(begin)

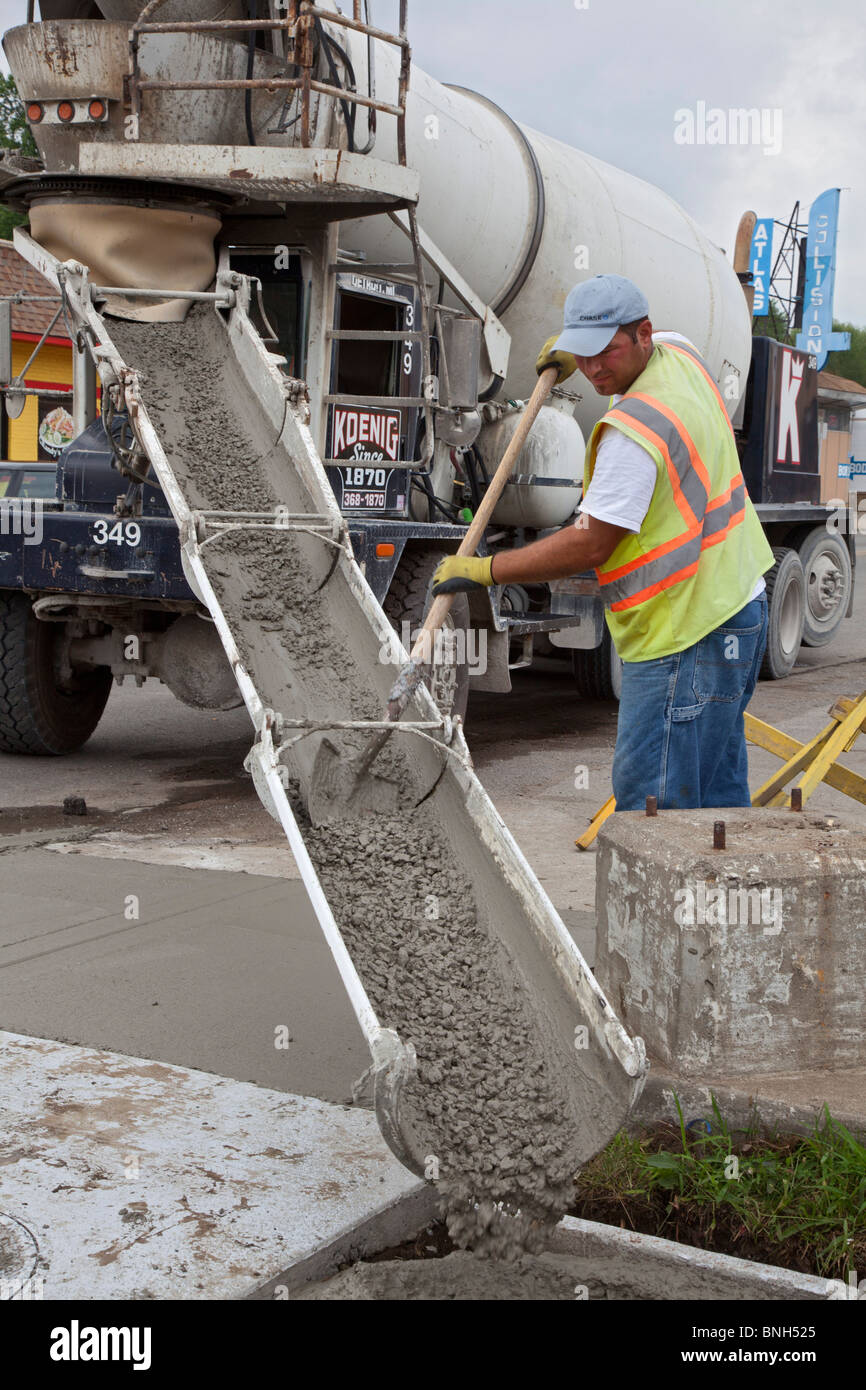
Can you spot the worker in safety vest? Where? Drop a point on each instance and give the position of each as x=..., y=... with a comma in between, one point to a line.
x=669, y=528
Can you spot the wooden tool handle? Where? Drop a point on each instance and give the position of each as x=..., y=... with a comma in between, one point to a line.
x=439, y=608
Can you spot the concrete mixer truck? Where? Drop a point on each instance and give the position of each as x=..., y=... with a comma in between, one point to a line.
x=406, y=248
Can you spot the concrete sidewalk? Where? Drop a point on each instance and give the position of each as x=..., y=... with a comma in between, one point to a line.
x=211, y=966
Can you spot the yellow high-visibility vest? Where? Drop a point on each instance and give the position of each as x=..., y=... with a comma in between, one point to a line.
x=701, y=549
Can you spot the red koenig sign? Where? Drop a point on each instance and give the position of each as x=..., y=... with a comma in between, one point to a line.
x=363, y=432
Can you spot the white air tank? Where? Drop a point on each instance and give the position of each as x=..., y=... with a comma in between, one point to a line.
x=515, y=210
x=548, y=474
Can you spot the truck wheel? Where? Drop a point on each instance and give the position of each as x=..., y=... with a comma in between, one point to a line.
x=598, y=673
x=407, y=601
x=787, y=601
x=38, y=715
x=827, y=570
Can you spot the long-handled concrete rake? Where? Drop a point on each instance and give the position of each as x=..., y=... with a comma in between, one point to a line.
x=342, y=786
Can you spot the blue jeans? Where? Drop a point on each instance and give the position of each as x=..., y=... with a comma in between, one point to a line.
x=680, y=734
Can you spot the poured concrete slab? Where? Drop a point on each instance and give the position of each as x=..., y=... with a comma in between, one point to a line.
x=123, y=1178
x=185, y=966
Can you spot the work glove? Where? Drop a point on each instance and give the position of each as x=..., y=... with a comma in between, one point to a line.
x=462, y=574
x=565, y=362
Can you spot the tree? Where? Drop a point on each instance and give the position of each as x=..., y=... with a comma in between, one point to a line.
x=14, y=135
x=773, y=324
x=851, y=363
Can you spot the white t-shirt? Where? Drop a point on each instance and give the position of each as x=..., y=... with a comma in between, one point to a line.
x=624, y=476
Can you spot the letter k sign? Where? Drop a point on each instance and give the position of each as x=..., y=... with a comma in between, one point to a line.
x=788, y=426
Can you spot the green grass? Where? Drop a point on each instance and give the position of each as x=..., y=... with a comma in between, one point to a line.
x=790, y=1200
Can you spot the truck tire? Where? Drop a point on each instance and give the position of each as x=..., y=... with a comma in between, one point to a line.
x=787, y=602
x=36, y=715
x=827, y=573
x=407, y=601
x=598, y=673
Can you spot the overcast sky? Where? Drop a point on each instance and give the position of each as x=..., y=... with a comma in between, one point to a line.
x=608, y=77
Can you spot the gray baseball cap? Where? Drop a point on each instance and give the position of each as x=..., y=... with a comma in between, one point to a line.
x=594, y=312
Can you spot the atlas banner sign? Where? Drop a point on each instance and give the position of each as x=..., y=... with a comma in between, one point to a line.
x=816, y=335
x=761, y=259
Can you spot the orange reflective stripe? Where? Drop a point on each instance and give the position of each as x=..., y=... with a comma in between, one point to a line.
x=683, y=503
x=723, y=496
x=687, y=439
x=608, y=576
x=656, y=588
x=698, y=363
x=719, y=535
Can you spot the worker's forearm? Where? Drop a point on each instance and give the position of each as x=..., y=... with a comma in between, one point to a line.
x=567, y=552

(end)

TASK INSTRUCTIONS: Can you put everything in the records from the line containing "Can you spot the concrete mixer" down to the line containing "x=406, y=248", both included, into a JSON list of strings with one string per line and no blank lines?

ANSWER:
[
  "Can you spot the concrete mixer truck? Where? Drop a point on each instance and give the position of each as x=..., y=... with a comma in between, one point to a line.",
  "x=406, y=248"
]